-------- Verilen metin --------

Ah, benim çılgın yüreğim... Sus artık uslandır beni...
Taktım kafama bir kere... Hiiç üşenmiyorum. İşten güçten arta kalan zamanlarda, kitaplar karıştırıyor, notlar tutuyor, harita üzerinde konumlar işaretliyorum. İnanamıyorum kendime... Resmen bir yürüyüş rotası hazırlıyorum. Hayalim, küçük gurupları şehir turuna çıkarabilmek. Şehrimin güzellikleri arasında dolaşırken, keyifli vakit geçirebilmek.
Bakın şimdi... Bir pazar sabahı, üç beş kişi buluşuyormuşuz tamam mı? Herkes birbiriyle selamlaştıktan sonra, yürümeye başlıyormuşuz. Hafta içi çalışıyorum ya.. Cumartesi bana kalmalı. Yapacaksam bir şehir turu, günlerden illa pazar olmalı.

--------

## Görev amacı
Yukarıdaki şehir turu yazısında "Taktım kafama bir" sözlerini içeren yerle açılıp "illa pazar olmalı." sözleriyle kapanan kısmı hiç değiştirmeden yineleyin.

-------- Veri alıntısı --------

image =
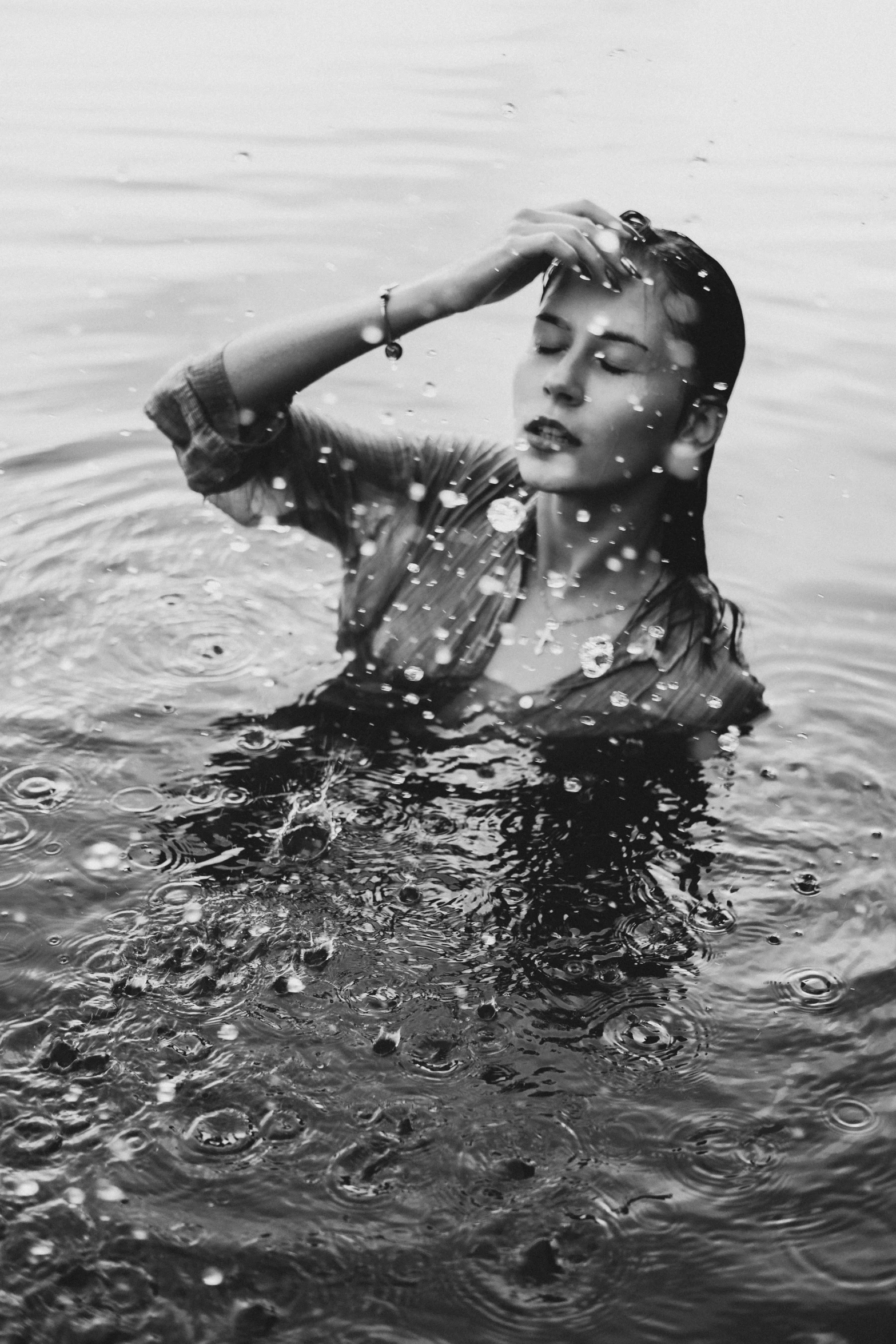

--------

## Alıştırma sonucu
Taktım kafama bir kere... Hiiç üşenmiyorum. İşten güçten arta kalan zamanlarda, kitaplar karıştırıyor, notlar tutuyor, harita üzerinde konumlar işaretliyorum. İnanamıyorum kendime... Resmen bir yürüyüş rotası hazırlıyorum. Hayalim, küçük gurupları şehir turuna çıkarabilmek. Şehrimin güzellikleri arasında dolaşırken, keyifli vakit geçirebilmek.
Bakın şimdi... Bir pazar sabahı, üç beş kişi buluşuyormuşuz tamam mı? Herkes birbiriyle selamlaştıktan sonra, yürümeye başlıyormuşuz. Hafta içi çalışıyorum ya.. Cumartesi bana kalmalı. Yapacaksam bir şehir turu, günlerden illa pazar olmalı.